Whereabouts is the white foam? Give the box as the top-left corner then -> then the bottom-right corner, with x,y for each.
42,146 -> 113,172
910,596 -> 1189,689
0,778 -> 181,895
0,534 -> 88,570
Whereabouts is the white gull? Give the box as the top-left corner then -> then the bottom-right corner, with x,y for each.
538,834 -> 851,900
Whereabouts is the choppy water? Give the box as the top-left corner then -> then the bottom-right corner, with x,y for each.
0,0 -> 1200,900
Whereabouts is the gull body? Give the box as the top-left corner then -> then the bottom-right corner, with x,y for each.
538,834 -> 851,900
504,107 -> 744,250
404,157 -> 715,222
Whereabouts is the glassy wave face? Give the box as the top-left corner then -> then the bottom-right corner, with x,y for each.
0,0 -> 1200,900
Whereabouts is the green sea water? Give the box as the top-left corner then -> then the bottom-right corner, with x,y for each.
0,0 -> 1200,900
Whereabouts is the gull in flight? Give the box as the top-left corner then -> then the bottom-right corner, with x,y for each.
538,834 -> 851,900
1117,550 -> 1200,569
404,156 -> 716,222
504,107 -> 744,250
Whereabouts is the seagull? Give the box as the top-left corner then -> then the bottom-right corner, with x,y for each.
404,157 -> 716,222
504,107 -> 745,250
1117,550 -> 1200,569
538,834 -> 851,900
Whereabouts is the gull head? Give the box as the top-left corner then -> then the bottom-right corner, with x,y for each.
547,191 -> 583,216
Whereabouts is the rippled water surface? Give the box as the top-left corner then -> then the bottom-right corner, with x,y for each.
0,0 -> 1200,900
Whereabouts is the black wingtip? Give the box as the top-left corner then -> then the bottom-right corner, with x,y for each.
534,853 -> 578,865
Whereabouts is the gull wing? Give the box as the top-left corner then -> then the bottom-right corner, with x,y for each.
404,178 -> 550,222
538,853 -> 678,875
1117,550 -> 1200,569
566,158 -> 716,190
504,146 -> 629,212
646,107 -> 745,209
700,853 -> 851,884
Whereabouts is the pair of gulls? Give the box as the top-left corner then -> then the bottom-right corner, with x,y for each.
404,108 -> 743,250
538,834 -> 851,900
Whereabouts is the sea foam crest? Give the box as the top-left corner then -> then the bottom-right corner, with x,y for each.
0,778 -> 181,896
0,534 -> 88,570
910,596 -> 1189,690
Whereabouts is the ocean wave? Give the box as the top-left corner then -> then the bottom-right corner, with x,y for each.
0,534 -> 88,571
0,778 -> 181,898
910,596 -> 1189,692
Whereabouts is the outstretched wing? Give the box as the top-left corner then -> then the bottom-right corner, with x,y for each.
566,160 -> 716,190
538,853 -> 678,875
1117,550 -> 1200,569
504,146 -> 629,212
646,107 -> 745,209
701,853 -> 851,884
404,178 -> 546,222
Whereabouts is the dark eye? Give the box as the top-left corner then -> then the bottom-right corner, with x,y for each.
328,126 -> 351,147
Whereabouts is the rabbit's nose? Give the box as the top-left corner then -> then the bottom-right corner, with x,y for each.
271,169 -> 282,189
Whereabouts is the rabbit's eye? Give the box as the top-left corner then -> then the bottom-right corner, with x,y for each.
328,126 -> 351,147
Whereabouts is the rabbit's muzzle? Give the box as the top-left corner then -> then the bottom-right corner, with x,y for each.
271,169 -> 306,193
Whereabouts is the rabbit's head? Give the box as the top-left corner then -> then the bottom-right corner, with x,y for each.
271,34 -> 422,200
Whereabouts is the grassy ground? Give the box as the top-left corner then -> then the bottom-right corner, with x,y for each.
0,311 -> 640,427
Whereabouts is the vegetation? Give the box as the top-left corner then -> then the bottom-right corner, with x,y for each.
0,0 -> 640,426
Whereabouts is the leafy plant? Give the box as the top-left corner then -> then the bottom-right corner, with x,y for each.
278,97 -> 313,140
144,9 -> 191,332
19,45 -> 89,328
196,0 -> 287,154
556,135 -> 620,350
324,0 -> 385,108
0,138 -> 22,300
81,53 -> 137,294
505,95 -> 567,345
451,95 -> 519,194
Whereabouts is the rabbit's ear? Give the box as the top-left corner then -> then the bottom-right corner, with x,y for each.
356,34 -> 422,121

Task directions: Rewrite the part of the records that runs from the line containing "Whereabouts is the grassy" through the end of the records, changing "leafy plant" to "green shrub" and leaving everything else the same. Give only those lines.

Written solution:
Whereabouts is the grassy ground? Give the box as the top-left corner then -> then the bottom-right corner, with x,y for each.
0,311 -> 640,427
Whereabouts is the vegetation? Give the box as the top-left corner then -> then the bottom-right corner, with x,y for each.
0,0 -> 640,426
Whereabouts is the green shrub? Give the box as the top-left corner then -> then the bottom-right corner, with x,y for each.
278,97 -> 313,140
144,9 -> 191,332
19,45 -> 89,328
196,0 -> 287,154
556,135 -> 620,350
324,0 -> 385,108
0,138 -> 22,300
81,53 -> 137,294
505,95 -> 567,345
451,95 -> 519,194
Whereabouts is the rabbit's ear? Give the box as the top-left corner then -> then the bottom-right corner, with x,y for each.
356,34 -> 422,121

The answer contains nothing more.